**Problem description**
From the text on retail work in Week 53, quote the passage that begins with the words "This year has" and ends after "pay for it.".

START Text provided

Welcome to Week 53.
53? Yup, some years there are 53 weeks and leave it to 2020 to be a leap year and have 53 weeks.
This year has been a challenge for so many folks. Numerous Covid-19 deaths, no events, many without jobs due to small business closures, non-profits without donations, and Children out of school. Tough times for many. I’m grateful we’ve made it to the end of the year, but now the work begins.
Many retailers have closed their doors for good, while others have hung on cutting expenses where possible and reducing inventory. That’s where the challenge will begin in 2021, the need to replace inventory, but not knowing if they can be open and how they’ll pay for it.
So, begin 2021 in 2020 Week 53, by closing New Year’s Day and doing your inventory count. Some will spend the day watching Football/Basketball games, for us it was inventory day. Have solid numbers to determine what you need, as a minimum, to start the new year, and what you can live without until later in the year.
We always spent the last week of the year gathering year-end information – vehicle mileage counts, gasoline records and doing inventory. We kept our inventory on 4-column graph paper by vendor. These were put in a notebook and new orders added to the vendor page during the year. At the end of each year, we knew what we had ordered, how much of each item and what we had at the end. This gave us the information to know the “best sellers”, the “dogs”, and how to craft our new year budget. We then took that information and created our “to buy” list for the trade shows, and the data for the CPA for Cost of Goods Sold. Hopefully, you've all kept your Business Journal up to date and have the information you need. Get your 2021 free Biz Journal here.
Financing Your Purchases
This is where your “line of credit” or credit cards are vital. You should have the numbers from your inventory and year end accounting totals to know how much to budget for reorders, plus 10% for new product. If you have a credit line with your vendors, you won’t have to pay until 30 days from ship date (net 30). That 30-day grace period can be very helpful but be sure you pay on time. If you don’t have a grace period, you’ll have to pay when shipped. Some vendors require new accounts to pay when ordered, that’s where you’ll need your line of credit or credit cards to order.
Some companies offer free shipping, especially if you’re “trade show” is virtual this year. Be sure you find out before completing your order so you can cover the costs in your budget. If you have heavy merchandise it can eat up a lot of your funds.
We always requested a ship date in March and tried to schedule the largest orders to one a week. That gave us a week between payments going from the dead of winter to the start of the travel season. Or, if on the credit line/cards we could chip away at the balance weekly until we reached payoff, usually planned for June or July. This kept interest payments at a minimum.
While you’re doing an inventory count, be sure to do a good dusting. Whether it’s an in-person store or the storage shelves of your on-line store, a clean store helps the winter traveler decide to spend money with you. We visit a lot of stores, to comparison shop, in the winter and nothing turns me off to buying from them faster than a dusty/dirty store.
Week 53 is dust, count, clean, take down the Holiday Décor and start planning for March. In retailing, we’re always 90 days out. You do have your plans and décor for Valentine’s Day, don’t you?
And as I write this in Week 52, it’s important you take the time to be with you family and small group of friends. It may be on Zoom or the telephone but rejoice in your many blessings knowing this too shall pass.
Here’s to a healthy, happy, and prosperous New Year.
P.S. Be sure to deposit all your cash except your normal “cash on hand”, by the 31st.

END Text provided
START Provided data

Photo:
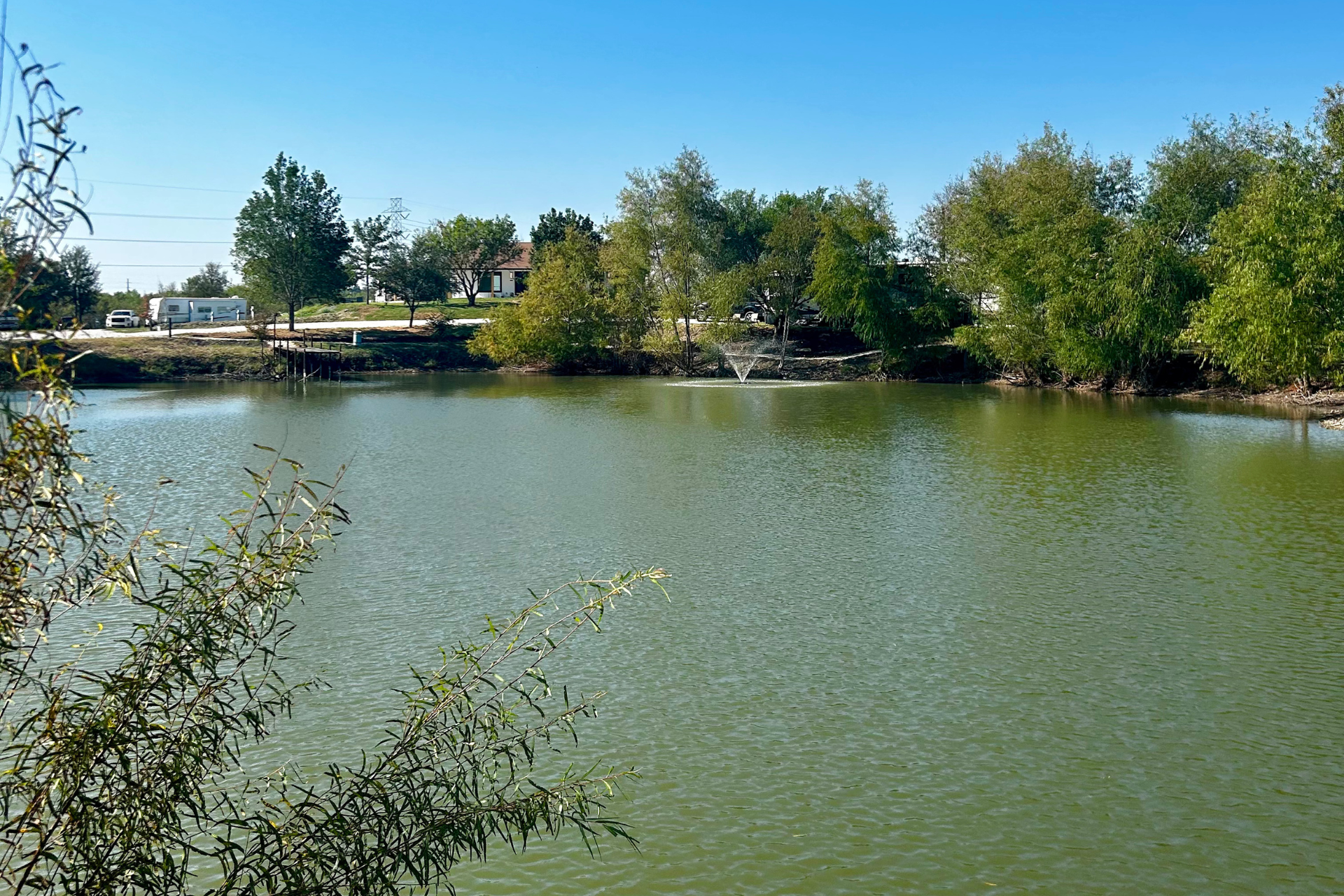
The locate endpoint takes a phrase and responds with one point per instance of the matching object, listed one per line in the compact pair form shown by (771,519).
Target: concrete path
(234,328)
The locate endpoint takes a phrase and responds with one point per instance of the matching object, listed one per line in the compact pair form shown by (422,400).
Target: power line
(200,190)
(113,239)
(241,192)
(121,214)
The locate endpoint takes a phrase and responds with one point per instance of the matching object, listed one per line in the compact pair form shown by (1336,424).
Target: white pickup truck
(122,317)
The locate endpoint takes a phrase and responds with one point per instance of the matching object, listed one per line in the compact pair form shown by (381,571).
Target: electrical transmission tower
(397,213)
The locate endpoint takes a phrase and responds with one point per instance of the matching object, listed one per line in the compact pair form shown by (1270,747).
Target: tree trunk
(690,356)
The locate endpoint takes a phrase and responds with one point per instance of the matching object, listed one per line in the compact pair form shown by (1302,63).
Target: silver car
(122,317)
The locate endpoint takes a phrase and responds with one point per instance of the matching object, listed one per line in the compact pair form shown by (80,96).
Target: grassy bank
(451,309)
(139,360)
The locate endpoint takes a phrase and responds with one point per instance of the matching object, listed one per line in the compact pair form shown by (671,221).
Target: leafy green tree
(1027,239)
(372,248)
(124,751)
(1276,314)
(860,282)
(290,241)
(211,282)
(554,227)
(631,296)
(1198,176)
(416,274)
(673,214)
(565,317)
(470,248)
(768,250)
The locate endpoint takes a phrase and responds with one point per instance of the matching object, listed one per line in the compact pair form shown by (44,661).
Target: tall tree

END Provided data

**Answer space**
This year has been a challenge for so many folks. Numerous Covid-19 deaths, no events, many without jobs due to small business closures, non-profits without donations, and Children out of school. Tough times for many. I’m grateful we’ve made it to the end of the year, but now the work begins.
Many retailers have closed their doors for good, while others have hung on cutting expenses where possible and reducing inventory. That’s where the challenge will begin in 2021, the need to replace inventory, but not knowing if they can be open and how they’ll pay for it.